### QUOTED PASSAGE
=======

# 1978 VW Kombi - South Africa



## saintmg (Feb 21, 2012)

*Re: 1978 VW Kombi*

After we got her home my whole family came out to see what was going on, all joking about the car and thinking of names for it like Scrapper, Gemors (meaning mess in Afrikaans) and finally agreeing on Junker. I took all the laughs and ridicule cause I know when she is running everyone is going to want to drive in her, and her name will change from junker to Joule (you know like a Jewel but the energetic type) 

As soon as I had my car to myself again I started to assess what all needs to be done, First thing we stripped off the serving shelf on the side of the vehicle which required taking off a panel inside too then removed some screws keeping the engine compartment closed and took off the number plate. Both the engine compartment and number plate had 60mm screws keeping them in place (see photos below) 

As I work a full day and only get home around 6pm, there is only a small window of time to work on the donor before dinner and bed and the next 2 evenings were spent pushing the 1400kg Kombi around my back yard, to get her under an old carport from the side of the carport as we have built a pool in front of it were the driveway used to be. When I woke up the morning after the pushing I discovered I had muscles in places I never thought you would find muscles. 

I bought myself some tools and a head lamp too as it starts to get dark earlier with winter starting also got me an eletric screwdriver which is very helpful for those extra long screws. Jacked up the rear of the Kombi and tried to remove the wheel nut to get into the brake drums and to check the bearings with no success. That nut is so stuck it didn't even budge when I smacked it with a 4 pound hammer. Figuring I would need to get some help with the wheel nuts I moved onto the underside of the Kombi and tried in vain to loosen the bolts holding the tow bar and rear bumper. These did move but only enough to strip the thread, its was then that I realised I was in for some tough times and started thinking about what others had said about buying a donor that was running rather than a Junker that needs loads of work. But that wasn't going to stop me I grabbed a can of WD-40 and started spraying every nut and bolt I could see, it was then that I got the biggest fright - a huge black widow dropped from the kombi and landed right next to my hand, clearly not impressed that I had upset his life with my penetrating spray. I then grabbed a tin of Bug spray and emptied it into every crevice and opening I could find and the remainder was sprayed into the cabin before closing the doors for the night.

=======

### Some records
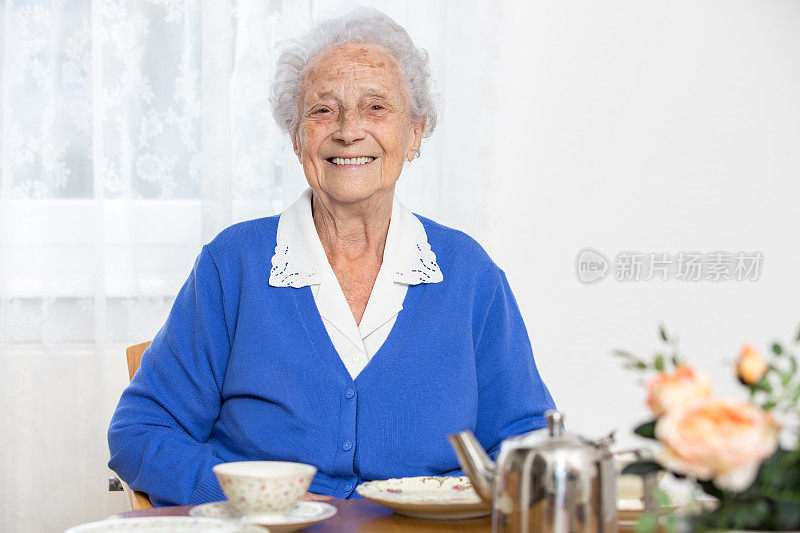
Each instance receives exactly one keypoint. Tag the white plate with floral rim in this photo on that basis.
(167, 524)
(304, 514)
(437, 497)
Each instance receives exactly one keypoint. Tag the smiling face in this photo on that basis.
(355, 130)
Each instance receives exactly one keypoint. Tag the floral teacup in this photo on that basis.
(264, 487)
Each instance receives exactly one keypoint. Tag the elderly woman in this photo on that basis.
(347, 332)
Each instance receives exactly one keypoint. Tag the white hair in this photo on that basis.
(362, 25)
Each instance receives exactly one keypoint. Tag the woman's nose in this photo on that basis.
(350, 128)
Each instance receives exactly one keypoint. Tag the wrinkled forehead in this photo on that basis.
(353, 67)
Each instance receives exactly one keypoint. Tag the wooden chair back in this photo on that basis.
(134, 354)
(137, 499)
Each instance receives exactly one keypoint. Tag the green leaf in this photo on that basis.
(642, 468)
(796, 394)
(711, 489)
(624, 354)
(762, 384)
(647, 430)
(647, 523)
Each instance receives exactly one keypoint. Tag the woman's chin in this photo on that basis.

=======

### INSTRUCTION 1
In the Kombi post, what name did the family finally agree on for the vehicle?
### INSTRUCTION 2
Copy out the Kombi post, starting at "As soon as I" and ending at "would find muscles.".
### INSTRUCTION 3
Continue the Kombi post from its last sentence.
You can ignore the rows.

### RESPONSE 1
Junker

### RESPONSE 2
As soon as I had my car to myself again I started to assess what all needs to be done, First thing we stripped off the serving shelf on the side of the vehicle which required taking off a panel inside too then removed some screws keeping the engine compartment closed and took off the number plate. Both the engine compartment and number plate had 60mm screws keeping them in place (see photos below) 

As I work a full day and only get home around 6pm, there is only a small window of time to work on the donor before dinner and bed and the next 2 evenings were spent pushing the 1400kg Kombi around my back yard, to get her under an old carport from the side of the carport as we have built a pool in front of it were the driveway used to be. When I woke up the morning after the pushing I discovered I had muscles in places I never thought you would find muscles.

### RESPONSE 3
The next evening I must have found about 15 spiders hanging dead from webs, all around the car my daughter had been playing in for the last few days, we were very lucky none of us was bitten. I removed the radiator from the front of the Kombi and the piping that was installed when it was modified, also removed the exhaust system except for two pieces which have been welded to the chassis. Removed the tank and a few interior panels that were already loose and one that was held on with wire. While removing the gas tank I noticed that there is some kind of condenser system going up the side of the Kombi to the rear side air inlet and back down to where the carbs would have been, does anyone know what this is or how it works?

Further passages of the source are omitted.